(Anti-)Scheutraining. (Anti-)Schrecktraining. Desensibilisierung. Gelassenheitstraining. Es gibt so viele Begriffe für das Bearbeiten von Pferdeängsten. Leider steckt meistens der Wunsch / das Ziel dahinter, dass das Pferd sich nicht mehr erschreckt. Das ist ein total nachvollziehbarer Wunsch. Denn in Schreckmomenten ist meist viel Energie da und das Pferd kann schnell unkontrollierbar werden. Ein Pferd, das sich erschrocken hat kann mit Flucht reagieren, aber auch in den Kampf gegen den Menschen gehen, wenn es an der Flucht gehindert wird. Jetzt nur daran zu trainieren, dass das Pferd seine Schreckimpulse unterdrückt ist nicht hilfreich. Es braucht viel mehr. Impulskontrolle, Umgang mit Reizen, Vertrauen und eine gute Beziehung zum Menschen. Die Entwicklung dieser Fähigkeiten ist das oberste Ziel im Gelassenheitstraining mit dem Physio-Riding® Konzept. Und wie das geht stelle ich Euch in diesem Blogartikel vor.
Inhaltsverzeichnis
Physio-Riding? Noch nie gehört…
Gelassenheit steht vor dem körperlichen Training
Die Haltung des Menschen ist entscheidend
Grundsätze des Gelassenheitstraining nach dem Physio-Riding® Konzept
Wie läuft Gelassenheitstraining mit dem Physio-Riding® Konzept ab?
Muss ich dann immer an der Gelassenheit arbeiten?
Physio-Riding? Noch nie gehört…
Für alle, die bisher noch nichts vom Physio-Riding® Konzept gehört haben eine kurze Erklärung: Physio-Riding® entwickelt sich seit 1998, als Sabine Bruns als eine der ersten Tierphysiotherapeutinnen Deutschlands die bestehende Reitlehre mit ihrem neu erworbenen Wissen überprüfte. Sie fand gutes, aber auch verwirrende Anweisungen, unphysiologische Methode und einige Schwachstellen für das physiologische Trainieren von Pferden. Aus ihren Erkenntnissen entstand das Physio-Riding® Konzept.
--
(Aufgabe 1)
Welche Begriffe für das Bearbeiten von Pferdeängsten zählt der Text über Gelassenheitstraining bei Pferden zu Beginn auf? Führen Sie alle an.
(Aufgabe 2)
Geben Sie aus dem Text über Gelassenheitstraining bei Pferden die Passage zwischen „Inhaltsverzeichnis“ und „der Gelassenheit arbeiten?“ einschließlich wortgetreu wieder.

(Erfasste Daten)
--
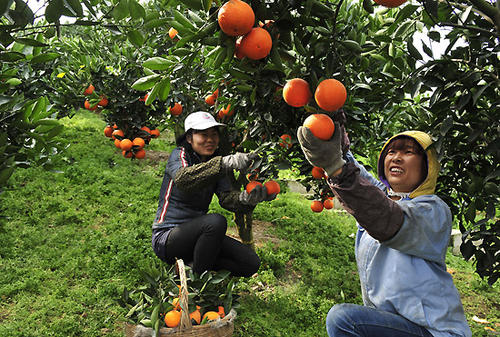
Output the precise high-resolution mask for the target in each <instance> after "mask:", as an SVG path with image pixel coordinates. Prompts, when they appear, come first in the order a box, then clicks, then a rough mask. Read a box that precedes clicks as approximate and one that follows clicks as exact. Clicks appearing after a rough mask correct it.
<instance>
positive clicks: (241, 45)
--
(Schriftliche Lösung 1)
(Anti-)Scheutraining, (Anti-)Schrecktraining, Desensibilisierung, Gelassenheitstraining

(Schriftliche Lösung 2)
Inhaltsverzeichnis
Physio-Riding? Noch nie gehört…
Gelassenheit steht vor dem körperlichen Training
Die Haltung des Menschen ist entscheidend
Grundsätze des Gelassenheitstraining nach dem Physio-Riding® Konzept
Wie läuft Gelassenheitstraining mit dem Physio-Riding® Konzept ab?
Muss ich dann immer an der Gelassenheit arbeiten?